Studio album by Keith Urban
- Released: 7 November 2006
- Recorded: 2006
- Studio: Blackbird (Nashville, Tennessee); Capitol (Hollywood, California); Dann's House; Hound's Ear (Franklin, Tennessee); Metropolis (London, UK); Ocean Way (Nashville, Tennessee); Cyber Ranch (Nashville, Tennessee); Sound House (Franklin, Tennessee); Sound Kitchen (Franklin, Tennessee);
- Genre: Country; country rock;
- Length: 62:21
- Label: Capitol Nashville
- Producer: Keith Urban; Dann Huff;

Keith Urban chronology
| Days Go By (2005) | Love, Pain & the Whole Crazy Thing (2006) | Greatest Hits: 18 Kids (2007) |

Singles from Love, Pain & the Whole Crazy Thing
- "Once in a Lifetime" Released: 22 August 2006; "Stupid Boy" Released: 5 December 2006; "I Told You So" Released: 8 May 2007; "Everybody" Released: 18 September 2007;

= Love, Pain & the Whole Crazy Thing =

Love, Pain & the Whole Crazy Thing (stylised as Love, Pain & the whole crazy thing) is the fifth studio album by Australian country music singer Keith Urban. It is his fourth album release in the United States, and his fifth for Capitol Nashville. The album was issued on 7 November 2006. It includes four singles with "Once in a Lifetime", "Stupid Boy", "I Told You So" and "Everybody", all of which were top-10 hits on the Billboard country charts. The album has been certified Platinum by the RIAA, CRIA, and ARIA. Urban produced the album with Dann Huff except for "Tu Compañía" and "Got It Right This Time", which Urban produced by himself. It won at the 2007 ARIA Music Awards for Best Country Album.

(Tasks to perform):
1: List every single that the album passage names.
2: Reproduce the album passage starting at "Love, Pain & the Whole Crazy Thing (stylised" and ending at "Best Country Album.".
The rows take no part in this exercise.

(Dataset rows):

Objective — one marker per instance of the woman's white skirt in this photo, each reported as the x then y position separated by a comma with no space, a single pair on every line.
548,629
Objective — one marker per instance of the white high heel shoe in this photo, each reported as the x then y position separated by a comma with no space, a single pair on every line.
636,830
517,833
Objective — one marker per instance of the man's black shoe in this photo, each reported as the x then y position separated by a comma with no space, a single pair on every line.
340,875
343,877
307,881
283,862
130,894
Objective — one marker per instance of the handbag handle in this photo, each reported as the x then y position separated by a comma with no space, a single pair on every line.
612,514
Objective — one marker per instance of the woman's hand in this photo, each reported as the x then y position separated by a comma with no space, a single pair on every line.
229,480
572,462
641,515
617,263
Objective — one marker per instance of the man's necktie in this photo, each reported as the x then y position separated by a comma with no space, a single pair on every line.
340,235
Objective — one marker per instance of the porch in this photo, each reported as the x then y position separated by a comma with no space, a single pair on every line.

==

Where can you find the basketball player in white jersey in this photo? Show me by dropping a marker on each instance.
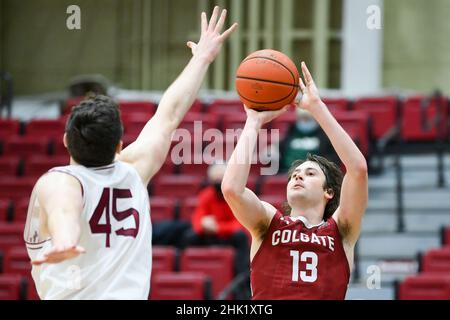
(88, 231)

(Complete answers):
1:
"Once in a Lifetime"
"Stupid Boy"
"I Told You So"
"Everybody"

2:
Love, Pain & the Whole Crazy Thing (stylised as Love, Pain & the whole crazy thing) is the fifth studio album by Australian country music singer Keith Urban. It is his fourth album release in the United States, and his fifth for Capitol Nashville. The album was issued on 7 November 2006. It includes four singles with "Once in a Lifetime", "Stupid Boy", "I Told You So" and "Everybody", all of which were top-10 hits on the Billboard country charts. The album has been certified Platinum by the RIAA, CRIA, and ARIA. Urban produced the album with Dann Huff except for "Tu Compañía" and "Got It Right This Time", which Urban produced by himself. It won at the 2007 ARIA Music Awards for Best Country Album.